What this task involves
Each line below that contains "instance" counts once; report the total and nothing more.

Data
______________________________

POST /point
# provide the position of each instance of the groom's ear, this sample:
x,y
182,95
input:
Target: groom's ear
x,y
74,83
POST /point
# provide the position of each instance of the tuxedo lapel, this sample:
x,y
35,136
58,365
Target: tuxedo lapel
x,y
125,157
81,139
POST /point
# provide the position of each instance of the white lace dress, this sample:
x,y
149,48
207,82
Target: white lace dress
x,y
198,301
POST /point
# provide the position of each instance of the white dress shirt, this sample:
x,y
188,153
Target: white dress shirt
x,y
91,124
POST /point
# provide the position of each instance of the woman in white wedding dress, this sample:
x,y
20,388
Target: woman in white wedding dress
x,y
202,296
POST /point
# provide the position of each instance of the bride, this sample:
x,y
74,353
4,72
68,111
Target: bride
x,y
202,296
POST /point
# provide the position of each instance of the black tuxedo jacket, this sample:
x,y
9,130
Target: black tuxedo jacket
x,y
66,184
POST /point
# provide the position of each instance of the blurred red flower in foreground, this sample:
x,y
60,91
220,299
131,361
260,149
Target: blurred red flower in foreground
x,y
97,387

______________________________

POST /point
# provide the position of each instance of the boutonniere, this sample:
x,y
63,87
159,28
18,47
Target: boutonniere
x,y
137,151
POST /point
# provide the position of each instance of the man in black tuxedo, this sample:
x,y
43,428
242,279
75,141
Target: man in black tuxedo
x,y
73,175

______________________________

Problem solution
10